PROBLEM DETAILS:
Turn every line of the records below into one string in a JSON list, leaving out any blank lines.

──────── RECORDS TO USE

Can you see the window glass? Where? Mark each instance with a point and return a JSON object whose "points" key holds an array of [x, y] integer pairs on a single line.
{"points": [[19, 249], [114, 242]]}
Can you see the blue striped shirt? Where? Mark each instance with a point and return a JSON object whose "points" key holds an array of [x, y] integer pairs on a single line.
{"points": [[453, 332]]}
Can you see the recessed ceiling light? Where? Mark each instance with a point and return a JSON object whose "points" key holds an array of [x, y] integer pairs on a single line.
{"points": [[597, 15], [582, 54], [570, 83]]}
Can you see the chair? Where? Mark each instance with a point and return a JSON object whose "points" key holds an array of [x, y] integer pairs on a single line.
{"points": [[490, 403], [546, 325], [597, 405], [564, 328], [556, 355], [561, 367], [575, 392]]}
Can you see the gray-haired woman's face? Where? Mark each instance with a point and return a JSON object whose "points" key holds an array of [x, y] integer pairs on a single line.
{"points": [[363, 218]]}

────────────────

RESPONSE TO THIS EXERCISE:
[
  "Can you see the window glass? Where? Mark each instance with a point and return a JSON object whose \"points\" key holds an array of [x, y] integer pairs on a single line.",
  "{\"points\": [[19, 249], [114, 242]]}",
  "Can you see the blue striped shirt? Where? Mark each instance with a point and return a JSON object whose \"points\" key holds an array of [x, y] integer pairs on a single line.",
  "{\"points\": [[453, 332]]}",
  "Can you see the recessed ceiling light? Where? Mark each instance with a point and return a JSON object whose \"points\" key holds an array of [x, y] integer pairs on a single line.",
  "{\"points\": [[597, 15], [582, 54], [570, 83]]}",
  "Can you see the chair? Where? Mark each instance with a point and return a JSON object whose \"points\" key holds an array of [x, y] integer pairs on a single line.",
  "{\"points\": [[490, 403], [546, 325], [597, 405], [564, 328], [556, 355], [561, 367], [575, 392]]}",
  "Can you see the gray-haired woman's face? Where? Mark each instance with a point and return a JSON object whose \"points\" key holds an array of [x, y] integer pairs on a single line.",
  "{\"points\": [[363, 218]]}"
]